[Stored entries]

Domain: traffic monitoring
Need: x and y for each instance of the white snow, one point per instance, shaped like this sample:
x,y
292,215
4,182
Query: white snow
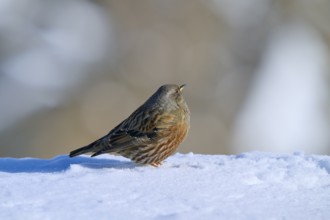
x,y
253,185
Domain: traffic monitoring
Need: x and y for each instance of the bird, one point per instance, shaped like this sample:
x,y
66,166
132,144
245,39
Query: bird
x,y
151,133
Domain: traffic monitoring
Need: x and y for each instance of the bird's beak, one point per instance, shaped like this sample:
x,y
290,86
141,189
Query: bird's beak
x,y
181,87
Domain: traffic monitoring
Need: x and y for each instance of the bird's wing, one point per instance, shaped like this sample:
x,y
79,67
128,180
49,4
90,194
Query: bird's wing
x,y
139,129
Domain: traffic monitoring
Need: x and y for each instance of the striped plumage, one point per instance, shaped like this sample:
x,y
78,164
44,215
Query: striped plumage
x,y
151,133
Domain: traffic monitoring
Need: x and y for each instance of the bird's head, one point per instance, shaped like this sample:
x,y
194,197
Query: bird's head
x,y
170,95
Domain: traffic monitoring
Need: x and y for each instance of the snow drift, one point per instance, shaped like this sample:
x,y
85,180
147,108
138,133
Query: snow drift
x,y
188,186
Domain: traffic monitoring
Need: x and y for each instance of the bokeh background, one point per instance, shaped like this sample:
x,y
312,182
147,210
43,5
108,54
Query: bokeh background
x,y
257,71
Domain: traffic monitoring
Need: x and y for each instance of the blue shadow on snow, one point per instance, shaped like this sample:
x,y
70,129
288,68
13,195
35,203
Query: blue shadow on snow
x,y
58,164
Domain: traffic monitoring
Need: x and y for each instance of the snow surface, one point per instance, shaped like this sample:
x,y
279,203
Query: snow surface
x,y
253,185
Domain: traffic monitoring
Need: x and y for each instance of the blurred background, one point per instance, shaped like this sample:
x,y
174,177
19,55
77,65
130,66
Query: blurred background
x,y
257,71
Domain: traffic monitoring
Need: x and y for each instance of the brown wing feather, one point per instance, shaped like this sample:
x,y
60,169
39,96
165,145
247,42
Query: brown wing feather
x,y
141,128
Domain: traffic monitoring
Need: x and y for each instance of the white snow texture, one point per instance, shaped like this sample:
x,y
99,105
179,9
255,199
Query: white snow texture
x,y
253,185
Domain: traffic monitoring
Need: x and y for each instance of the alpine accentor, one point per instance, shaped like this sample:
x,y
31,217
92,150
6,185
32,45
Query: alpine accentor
x,y
151,133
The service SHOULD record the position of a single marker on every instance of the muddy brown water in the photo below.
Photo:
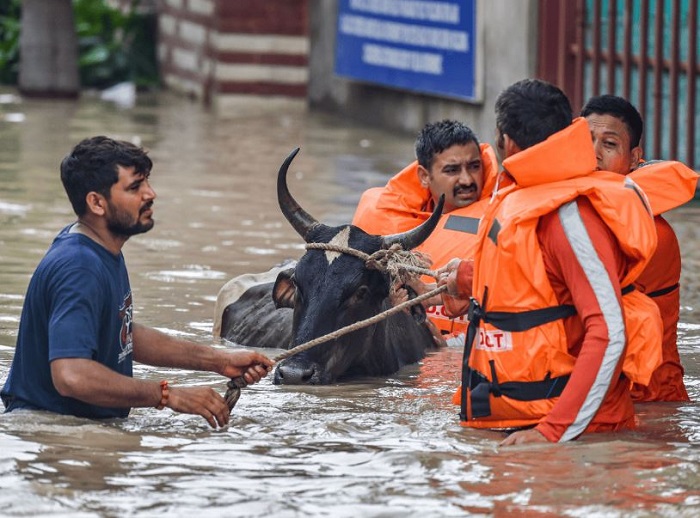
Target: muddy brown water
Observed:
(379, 447)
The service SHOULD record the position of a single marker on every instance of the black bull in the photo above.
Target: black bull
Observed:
(321, 293)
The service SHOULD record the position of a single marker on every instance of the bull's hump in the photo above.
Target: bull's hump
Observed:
(341, 239)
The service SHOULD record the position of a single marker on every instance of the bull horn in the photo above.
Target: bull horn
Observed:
(301, 220)
(414, 237)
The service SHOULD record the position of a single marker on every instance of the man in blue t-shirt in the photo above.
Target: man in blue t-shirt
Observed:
(77, 336)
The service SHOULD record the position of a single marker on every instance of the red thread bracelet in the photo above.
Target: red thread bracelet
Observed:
(164, 395)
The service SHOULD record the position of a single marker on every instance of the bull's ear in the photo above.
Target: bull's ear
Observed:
(284, 291)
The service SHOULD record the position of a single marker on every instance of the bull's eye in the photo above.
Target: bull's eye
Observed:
(360, 295)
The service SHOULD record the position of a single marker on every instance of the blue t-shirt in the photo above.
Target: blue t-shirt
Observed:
(78, 305)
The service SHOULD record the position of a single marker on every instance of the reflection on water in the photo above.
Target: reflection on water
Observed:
(378, 448)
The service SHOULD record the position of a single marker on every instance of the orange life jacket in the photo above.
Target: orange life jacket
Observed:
(668, 185)
(519, 360)
(404, 203)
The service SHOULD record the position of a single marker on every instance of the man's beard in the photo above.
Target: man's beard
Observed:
(120, 223)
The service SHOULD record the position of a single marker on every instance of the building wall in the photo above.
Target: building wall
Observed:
(506, 42)
(222, 50)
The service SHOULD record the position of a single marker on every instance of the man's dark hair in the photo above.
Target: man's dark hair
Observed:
(620, 109)
(92, 166)
(436, 137)
(531, 110)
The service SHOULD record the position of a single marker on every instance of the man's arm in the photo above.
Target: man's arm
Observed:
(153, 347)
(92, 382)
(583, 264)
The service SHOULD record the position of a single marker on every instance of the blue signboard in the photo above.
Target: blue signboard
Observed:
(421, 45)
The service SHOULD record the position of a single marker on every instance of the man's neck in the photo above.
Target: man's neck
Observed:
(100, 235)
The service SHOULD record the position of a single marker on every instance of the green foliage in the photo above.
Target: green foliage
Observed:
(9, 40)
(112, 46)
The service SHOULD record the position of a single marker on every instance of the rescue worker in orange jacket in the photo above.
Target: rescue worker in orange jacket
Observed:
(546, 344)
(616, 129)
(450, 161)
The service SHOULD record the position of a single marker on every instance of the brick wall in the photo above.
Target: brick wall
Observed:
(216, 49)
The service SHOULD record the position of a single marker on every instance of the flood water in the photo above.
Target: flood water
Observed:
(379, 448)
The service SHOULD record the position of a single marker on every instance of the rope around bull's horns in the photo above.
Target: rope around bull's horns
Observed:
(395, 261)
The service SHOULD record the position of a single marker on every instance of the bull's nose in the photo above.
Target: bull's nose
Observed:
(294, 374)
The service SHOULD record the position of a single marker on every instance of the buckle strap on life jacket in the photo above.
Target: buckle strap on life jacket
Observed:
(663, 291)
(477, 386)
(481, 390)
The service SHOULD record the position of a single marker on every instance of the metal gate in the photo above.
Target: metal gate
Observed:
(643, 50)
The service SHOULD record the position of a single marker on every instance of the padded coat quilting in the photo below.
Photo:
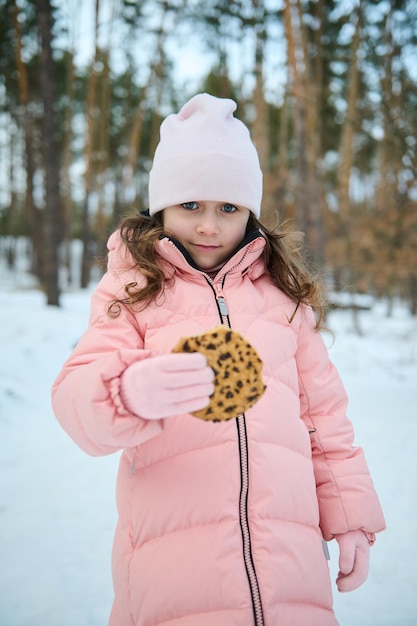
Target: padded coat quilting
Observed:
(220, 524)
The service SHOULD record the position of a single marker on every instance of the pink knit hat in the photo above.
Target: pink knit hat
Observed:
(205, 153)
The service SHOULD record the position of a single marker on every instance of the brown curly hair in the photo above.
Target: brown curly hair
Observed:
(283, 256)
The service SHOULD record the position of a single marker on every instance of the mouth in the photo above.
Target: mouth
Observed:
(205, 247)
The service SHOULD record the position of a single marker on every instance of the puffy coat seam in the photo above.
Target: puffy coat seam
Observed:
(322, 453)
(187, 615)
(180, 453)
(184, 529)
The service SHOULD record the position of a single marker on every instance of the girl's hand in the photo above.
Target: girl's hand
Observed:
(167, 385)
(353, 560)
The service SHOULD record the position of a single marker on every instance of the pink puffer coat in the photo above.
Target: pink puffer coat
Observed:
(220, 524)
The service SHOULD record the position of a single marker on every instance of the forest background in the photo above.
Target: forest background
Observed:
(328, 89)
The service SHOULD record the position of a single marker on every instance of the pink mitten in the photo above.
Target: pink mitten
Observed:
(353, 560)
(167, 385)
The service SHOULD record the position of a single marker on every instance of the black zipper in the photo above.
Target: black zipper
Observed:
(244, 489)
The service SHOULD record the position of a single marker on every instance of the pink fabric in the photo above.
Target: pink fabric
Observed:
(167, 385)
(205, 153)
(178, 555)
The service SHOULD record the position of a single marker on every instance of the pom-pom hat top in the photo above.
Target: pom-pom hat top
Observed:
(205, 153)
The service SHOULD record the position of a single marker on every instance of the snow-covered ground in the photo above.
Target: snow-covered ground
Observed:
(57, 511)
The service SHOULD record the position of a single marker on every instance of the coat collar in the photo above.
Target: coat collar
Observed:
(245, 258)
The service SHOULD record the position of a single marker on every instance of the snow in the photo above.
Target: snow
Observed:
(57, 509)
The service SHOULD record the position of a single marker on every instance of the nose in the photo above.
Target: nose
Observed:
(208, 224)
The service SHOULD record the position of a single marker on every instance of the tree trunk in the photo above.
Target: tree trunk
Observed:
(91, 103)
(32, 216)
(50, 154)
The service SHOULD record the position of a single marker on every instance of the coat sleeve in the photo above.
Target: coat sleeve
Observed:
(85, 395)
(345, 491)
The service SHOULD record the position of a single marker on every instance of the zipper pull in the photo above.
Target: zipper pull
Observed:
(222, 306)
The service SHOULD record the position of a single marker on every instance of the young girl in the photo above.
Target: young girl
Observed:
(220, 524)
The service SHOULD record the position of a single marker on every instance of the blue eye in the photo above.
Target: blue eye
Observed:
(189, 206)
(229, 208)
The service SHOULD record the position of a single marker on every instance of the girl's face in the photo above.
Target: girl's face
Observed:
(207, 229)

=== Your task ===
Report every line in the data that holds "forest", copying each one.

=== Answer space ===
The service SHOULD record the position of a single marker on every instance of the forest background in the photo above.
Target: forest background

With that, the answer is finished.